__The exercise__: Format all of the data below as a Markdown table with two columns, No. and Text, numbering each non-blank line in order and leaving out the pictures.

__The records__:
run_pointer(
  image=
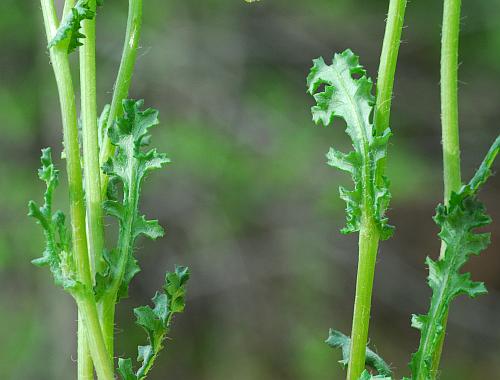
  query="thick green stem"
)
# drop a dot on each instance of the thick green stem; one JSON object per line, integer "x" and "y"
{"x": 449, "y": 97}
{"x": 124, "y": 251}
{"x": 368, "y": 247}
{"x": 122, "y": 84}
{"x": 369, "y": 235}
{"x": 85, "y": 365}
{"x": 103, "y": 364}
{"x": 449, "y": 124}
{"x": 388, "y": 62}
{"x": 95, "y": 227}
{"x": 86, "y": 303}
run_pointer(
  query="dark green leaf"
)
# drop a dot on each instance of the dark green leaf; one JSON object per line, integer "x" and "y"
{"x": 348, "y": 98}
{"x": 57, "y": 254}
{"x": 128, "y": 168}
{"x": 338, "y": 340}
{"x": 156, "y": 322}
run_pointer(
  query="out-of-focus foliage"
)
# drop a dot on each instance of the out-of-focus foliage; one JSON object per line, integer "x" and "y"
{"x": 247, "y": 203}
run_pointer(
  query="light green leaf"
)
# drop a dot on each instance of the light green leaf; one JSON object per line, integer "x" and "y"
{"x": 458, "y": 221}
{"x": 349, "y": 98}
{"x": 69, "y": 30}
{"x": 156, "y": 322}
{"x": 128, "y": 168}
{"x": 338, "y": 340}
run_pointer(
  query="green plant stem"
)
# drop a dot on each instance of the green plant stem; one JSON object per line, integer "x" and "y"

__The answer__:
| No. | Text |
|---|---|
| 1 | run_pointer( |
| 2 |   image= |
| 3 |   query="thick green stem" |
| 4 | ) |
| 5 | # drop a dot on each instance of the thick green stem; one JSON object per line, integer "x" and "y" |
| 6 | {"x": 449, "y": 97} |
| 7 | {"x": 124, "y": 251} |
| 8 | {"x": 368, "y": 247} |
| 9 | {"x": 122, "y": 84} |
| 10 | {"x": 369, "y": 235} |
| 11 | {"x": 85, "y": 365} |
| 12 | {"x": 103, "y": 364} |
| 13 | {"x": 449, "y": 124} |
| 14 | {"x": 388, "y": 62} |
| 15 | {"x": 95, "y": 227} |
| 16 | {"x": 86, "y": 303} |
| 17 | run_pointer( |
| 18 |   query="dark green leaf" |
| 19 | ) |
| 20 | # drop a dot on each instance of the dark green leaf; one JSON object per line, integer "x" and "y" |
| 21 | {"x": 348, "y": 98} |
| 22 | {"x": 57, "y": 254} |
| 23 | {"x": 128, "y": 168} |
| 24 | {"x": 338, "y": 340} |
| 25 | {"x": 156, "y": 322} |
| 26 | run_pointer( |
| 27 |   query="out-of-focus foliage" |
| 28 | ) |
| 29 | # drop a dot on each instance of the out-of-focus foliage; one JSON object per line, integer "x" and "y" |
| 30 | {"x": 247, "y": 203} |
| 31 | run_pointer( |
| 32 |   query="light green leaf" |
| 33 | ) |
| 34 | # drop a dot on each instance of the light green leaf; one JSON object per line, integer "x" and "y" |
| 35 | {"x": 458, "y": 221} |
| 36 | {"x": 349, "y": 98} |
| 37 | {"x": 69, "y": 30} |
| 38 | {"x": 156, "y": 322} |
| 39 | {"x": 128, "y": 168} |
| 40 | {"x": 338, "y": 340} |
| 41 | run_pointer( |
| 42 |   query="green plant stem" |
| 43 | ) |
| 44 | # drop a dot on each instance of the green plant stem; one JSON object per line, integer "x" and "y" |